I think we can all agree that 2020 has been a rough year. It feels like the world changed in the blink of an eye and we're all running to catch up and figure out how to live in these new times.
With the complete shut down of my industry and being highly immunocompromised, I've had a lot of time in these past 6 weeks to think and to overthink all aspects of my life - and health.
For those unaware - I was born with Pulmonary Atresia and L Transposition of the Great Arteries - or in english - my heart is physically backwards. I have had three open heart surgeries all by the age of 3 to help it function properly. And yes, my scars do look pretty badass.
Often when I speak of my heart condition, it's in a way that's positive or inspiring, regardless of what's currently going on with it. I've gotten pretty good at cracking jokes and throwing on a smile when the topic comes up. But the thing is, I'd be completely lying if I said that this is how I always feel. And while lying make things easy and avoids conversations I don't want to have, sometimes you need to talk about what's truly going on in your head.
It hit me for the first time when I was 18 and had an awful experience with a doctor who seemed to enjoy telling me that I was dying (which I wasn't). This one conversation sent me into a weird spiral of fear and uncertainty that took me a good year to pull myself out of. Before this, I had never gotten bad news. I was unique, my heart was special, and I never viewed it as dangerous. Although I've grown stronger from this, I don't think I've quite seen my heart in the same light since.
I remember getting the bill of good health one year and bursting into tears, leaving my dad sitting across the hospital room concerned and wondering how I could be upset. But how do I explain to someone that loves me so much that I'm exhausted? Exhausted, because while I'm grateful to be healthy, every year it sits at the back of my mind that it's not always going to be good. One year I'm not going to get the news I want and that I should be preparing for that. It feels like my brain is constantly running into overtime trying to grasp that this heart of mine is never going to change. The appointments will never stop and I'll never truly feel at peace with it. I have this sense of loneliness because as much as people are there to support me, they'll never fully relate to how I feel. And do I tell people? Or keep these thoughts to myself because I'm also terrified of hurting my family who already worry about me enough. I feel like my mind is fighting between reason and fear and I still haven't figured out which side is winning.

[Stored items]

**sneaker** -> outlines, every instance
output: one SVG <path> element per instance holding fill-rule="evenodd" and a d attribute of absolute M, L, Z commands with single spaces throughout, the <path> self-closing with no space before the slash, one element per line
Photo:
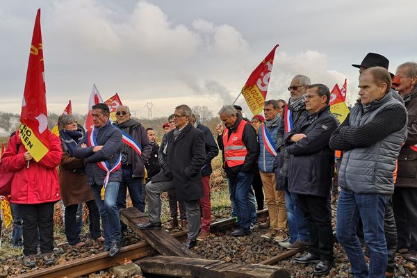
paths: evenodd
<path fill-rule="evenodd" d="M 284 241 L 281 241 L 280 243 L 278 243 L 278 244 L 279 245 L 279 246 L 286 248 L 288 248 L 288 246 L 290 246 L 291 245 L 291 243 L 290 243 L 290 239 L 287 238 Z"/>
<path fill-rule="evenodd" d="M 23 262 L 24 266 L 33 268 L 36 266 L 38 261 L 36 260 L 36 255 L 24 256 L 24 261 Z"/>
<path fill-rule="evenodd" d="M 271 239 L 274 238 L 277 235 L 277 231 L 273 229 L 270 229 L 269 231 L 266 233 L 261 236 L 261 238 Z"/>
<path fill-rule="evenodd" d="M 275 236 L 275 238 L 274 238 L 274 240 L 275 240 L 277 243 L 281 243 L 284 240 L 285 240 L 286 239 L 287 239 L 288 238 L 288 236 L 287 235 L 286 231 L 285 231 L 284 230 L 282 230 L 282 229 L 279 229 L 277 232 L 277 236 Z"/>
<path fill-rule="evenodd" d="M 309 246 L 310 243 L 297 240 L 294 243 L 291 244 L 287 249 L 289 250 L 297 250 L 298 249 L 307 248 Z"/>
<path fill-rule="evenodd" d="M 52 265 L 55 263 L 55 257 L 54 253 L 45 253 L 43 254 L 44 263 L 47 265 Z"/>
<path fill-rule="evenodd" d="M 202 231 L 200 234 L 197 238 L 197 240 L 199 241 L 202 241 L 207 238 L 210 236 L 210 232 L 207 231 Z"/>
<path fill-rule="evenodd" d="M 255 223 L 250 223 L 250 229 L 253 230 L 255 229 Z"/>

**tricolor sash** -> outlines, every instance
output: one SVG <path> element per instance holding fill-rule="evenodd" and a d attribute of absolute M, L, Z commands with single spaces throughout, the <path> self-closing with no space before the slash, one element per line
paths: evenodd
<path fill-rule="evenodd" d="M 90 131 L 90 136 L 88 136 L 88 144 L 90 146 L 94 147 L 97 145 L 97 141 L 95 138 L 95 135 L 94 134 L 94 130 L 95 127 L 93 126 L 92 129 Z M 104 178 L 104 181 L 103 182 L 103 188 L 101 188 L 101 199 L 104 199 L 104 196 L 106 195 L 106 187 L 107 186 L 107 183 L 108 183 L 108 179 L 110 178 L 110 174 L 113 172 L 115 172 L 117 169 L 120 167 L 122 165 L 122 154 L 119 154 L 119 158 L 116 163 L 113 165 L 113 166 L 111 168 L 110 164 L 108 161 L 99 161 L 97 162 L 97 165 L 100 168 L 101 168 L 104 172 L 106 172 L 106 177 Z"/>
<path fill-rule="evenodd" d="M 288 133 L 294 127 L 294 123 L 293 122 L 293 111 L 288 109 L 288 105 L 285 106 L 284 109 L 284 126 L 285 128 L 285 133 Z"/>
<path fill-rule="evenodd" d="M 271 136 L 269 132 L 268 132 L 268 129 L 266 129 L 266 126 L 265 124 L 261 125 L 261 130 L 262 131 L 262 139 L 263 139 L 263 144 L 266 150 L 271 154 L 274 156 L 277 156 L 277 151 L 275 149 L 275 144 L 271 138 Z"/>
<path fill-rule="evenodd" d="M 142 156 L 142 148 L 140 147 L 140 144 L 139 144 L 139 142 L 136 141 L 132 136 L 129 136 L 122 130 L 121 131 L 123 136 L 122 139 L 123 142 L 133 149 L 133 150 L 136 152 L 138 154 Z"/>

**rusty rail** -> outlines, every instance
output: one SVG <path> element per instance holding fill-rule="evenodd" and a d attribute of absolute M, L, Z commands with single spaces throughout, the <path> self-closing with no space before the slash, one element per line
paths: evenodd
<path fill-rule="evenodd" d="M 268 209 L 259 211 L 257 213 L 257 217 L 259 221 L 265 220 L 268 217 Z M 210 226 L 210 229 L 213 232 L 218 232 L 232 228 L 235 224 L 235 220 L 233 218 L 229 218 L 212 223 Z M 187 233 L 186 231 L 183 231 L 173 234 L 172 236 L 178 238 L 179 240 L 181 241 L 186 238 Z M 154 254 L 155 254 L 155 251 L 150 245 L 145 242 L 140 242 L 139 243 L 122 247 L 120 249 L 120 254 L 115 257 L 109 257 L 107 252 L 103 252 L 97 255 L 90 256 L 87 258 L 70 261 L 65 264 L 60 264 L 58 265 L 28 272 L 26 274 L 19 275 L 19 277 L 79 277 L 82 275 L 85 275 L 89 273 L 116 265 L 122 262 L 126 258 L 133 261 Z M 263 264 L 268 263 L 264 263 Z"/>

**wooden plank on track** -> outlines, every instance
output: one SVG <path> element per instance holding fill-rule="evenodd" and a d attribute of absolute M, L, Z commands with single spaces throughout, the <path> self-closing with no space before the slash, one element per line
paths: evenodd
<path fill-rule="evenodd" d="M 236 265 L 218 260 L 156 256 L 136 261 L 144 273 L 175 277 L 290 278 L 281 268 L 259 264 Z"/>
<path fill-rule="evenodd" d="M 139 229 L 136 225 L 147 222 L 148 219 L 136 208 L 129 208 L 120 211 L 120 220 L 161 255 L 199 257 L 197 254 L 186 247 L 177 238 L 163 229 L 141 230 Z"/>

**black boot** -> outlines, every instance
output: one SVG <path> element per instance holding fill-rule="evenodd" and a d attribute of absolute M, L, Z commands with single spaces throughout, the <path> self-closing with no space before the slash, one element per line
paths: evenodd
<path fill-rule="evenodd" d="M 116 256 L 120 253 L 120 243 L 113 241 L 111 243 L 108 256 Z"/>

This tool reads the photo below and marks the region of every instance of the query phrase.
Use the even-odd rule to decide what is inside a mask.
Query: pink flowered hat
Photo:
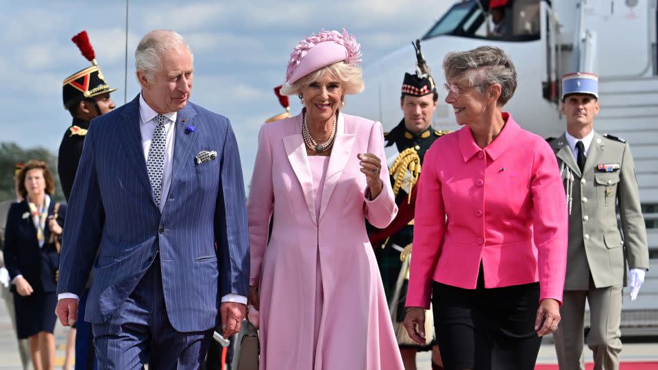
[[[321,31],[297,44],[290,54],[285,85],[290,87],[304,76],[338,62],[356,66],[361,62],[361,45],[354,35],[338,31]]]

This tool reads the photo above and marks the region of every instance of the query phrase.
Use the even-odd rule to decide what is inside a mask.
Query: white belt
[[[400,247],[400,245],[398,245],[397,244],[395,244],[395,243],[391,243],[391,247],[393,248],[393,249],[399,251],[400,253],[402,253],[402,251],[404,250],[404,248],[402,248],[402,247]]]

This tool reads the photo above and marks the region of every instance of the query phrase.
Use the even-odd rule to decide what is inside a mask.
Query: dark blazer
[[[160,212],[139,125],[138,95],[91,123],[71,195],[58,293],[81,295],[93,268],[84,319],[106,322],[155,260],[171,325],[180,332],[207,330],[217,322],[221,297],[247,296],[249,288],[235,136],[224,116],[191,102],[178,112],[171,185]],[[197,164],[203,150],[216,151],[217,158]]]
[[[55,201],[50,202],[48,216],[51,216],[55,208]],[[23,218],[25,214],[29,216]],[[66,213],[66,206],[60,206],[57,222],[62,227]],[[55,244],[49,244],[50,231],[48,221],[44,238],[46,243],[39,247],[36,239],[36,229],[29,215],[27,201],[12,204],[7,214],[7,225],[5,230],[4,257],[5,265],[9,271],[12,280],[22,275],[32,286],[35,293],[52,293],[56,291],[55,272],[59,264],[60,258]],[[12,291],[16,286],[12,285]]]

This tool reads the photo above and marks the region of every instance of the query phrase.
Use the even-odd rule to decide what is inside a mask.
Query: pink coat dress
[[[539,282],[561,302],[567,209],[552,149],[503,112],[484,149],[465,126],[425,154],[416,199],[407,306],[428,308],[432,282],[474,289]]]
[[[247,215],[260,369],[403,369],[365,221],[385,227],[398,208],[385,165],[382,193],[366,198],[357,158],[385,160],[381,124],[339,114],[319,219],[302,116],[263,125],[258,140]]]

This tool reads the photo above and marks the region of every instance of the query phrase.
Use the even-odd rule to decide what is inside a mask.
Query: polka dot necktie
[[[153,197],[158,208],[162,196],[162,169],[164,168],[164,147],[167,142],[164,123],[167,119],[162,114],[158,114],[153,119],[157,125],[153,132],[149,158],[146,161],[146,166],[149,170],[149,180],[151,182],[151,187],[153,188]]]

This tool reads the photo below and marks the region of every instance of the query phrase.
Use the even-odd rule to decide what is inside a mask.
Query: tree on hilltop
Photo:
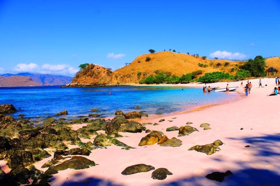
[[[79,67],[81,69],[83,69],[84,68],[85,68],[87,67],[88,66],[89,64],[88,63],[84,63],[83,64],[81,64],[79,65]]]
[[[153,49],[150,49],[149,50],[149,51],[151,53],[153,53],[155,52],[155,51]]]

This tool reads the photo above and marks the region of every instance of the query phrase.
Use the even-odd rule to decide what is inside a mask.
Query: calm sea
[[[183,89],[183,90],[182,90]],[[145,110],[149,115],[178,111],[229,101],[239,96],[215,92],[205,94],[202,88],[181,87],[119,87],[60,88],[58,86],[0,87],[0,104],[11,103],[27,117],[46,117],[62,110],[67,117],[87,116],[93,108],[102,117],[115,112]],[[111,95],[109,93],[111,92]],[[138,105],[140,110],[134,109]]]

> _REQUIRED TASKS_
A - Based on the essay about living with a heart condition, decide whether each statement agrees with it: (i) the writer had three open heart surgeries by the age of 3; (ii) the doctor the writer saw at 18 was right that the writer was dying; (iii) the writer's dad was in the hospital room when the writer burst into tears over a good health report. Answer yes or no for each, quoting the words of the essay that decide it.
B - Write the next part of the essay about living with a heart condition, picking up after its final sentence and keeping the same first-person voice.

> _EXPECTED RESULTS_
A -
(i) Yes: "I have had three open heart surgeries all by the age of 3 to help it function properly."
(ii) No: "a doctor who seemed to enjoy telling me that I was dying (which I wasn't)."
(iii) Yes: "leaving my dad sitting across the hospital room concerned and wondering how I could be upset."

B -
This past February I was told that my heart rate has slowed down significantly enough to cause concern. I've since had more appointments that have shown my heart function is still incredible, but I will be undergoing a minor surgery to have a loop monitor placed over my heart which will determine when I'll need a pacemaker. February was my first bad news in 22 years and it hit me harder than I'd like to admit. With that and then being thrown into quarantine only weeks later, I needed an outlet to cope with how I was feeling. I've always used photography to express how others feel, so this month I decided to try it on myself.
This post isn't meant for pity or to upset anyone, it's just my way of venting and to give a little insight on what's going on in my brain during the bad days. These feelings come and go so please do not worry. At the end of the day I will always pull myself out of it and it will not hold me back.
Be kind to those around you, we all have our stories.